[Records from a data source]
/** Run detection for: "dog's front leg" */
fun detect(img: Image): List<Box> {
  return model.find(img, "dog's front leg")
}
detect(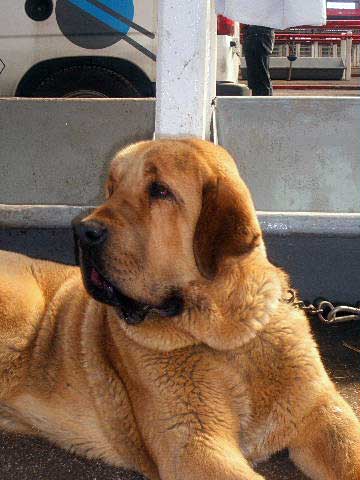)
[155,437,264,480]
[289,393,360,480]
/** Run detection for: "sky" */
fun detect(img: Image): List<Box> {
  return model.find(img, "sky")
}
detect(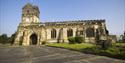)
[0,0,125,36]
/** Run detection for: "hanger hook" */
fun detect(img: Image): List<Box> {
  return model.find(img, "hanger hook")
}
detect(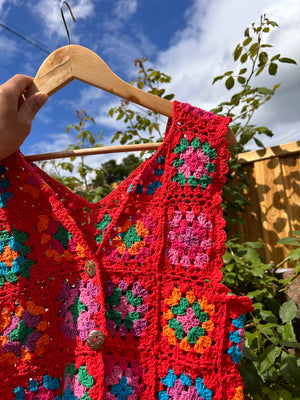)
[60,0,76,45]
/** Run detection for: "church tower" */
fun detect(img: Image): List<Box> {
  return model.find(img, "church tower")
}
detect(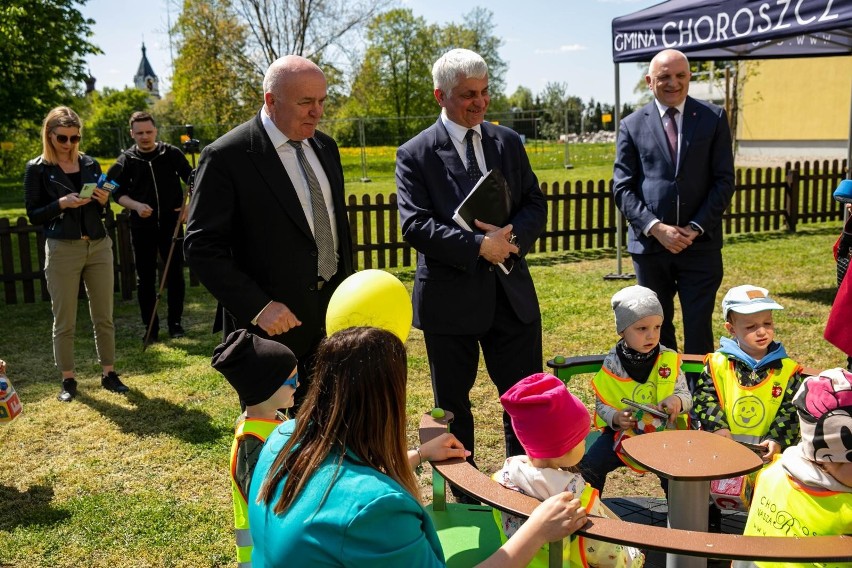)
[133,43,160,101]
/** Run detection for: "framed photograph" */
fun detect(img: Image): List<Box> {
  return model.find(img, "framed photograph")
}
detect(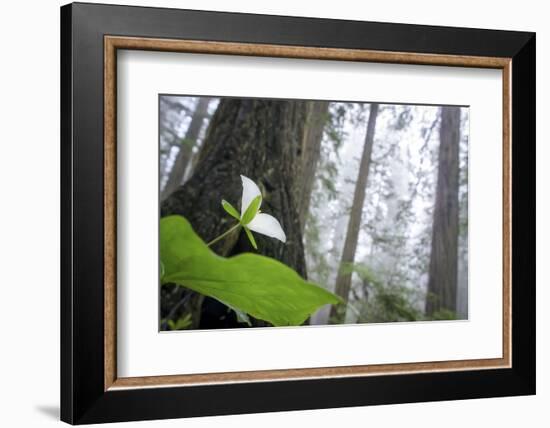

- [GIVEN INSTRUCTION]: Return every line of the records above that contains the string "hanger", treating case as significant.

- [FULL SOLUTION]:
/** Run detection for: "hanger hook" */
  return model.find(img, "hanger hook")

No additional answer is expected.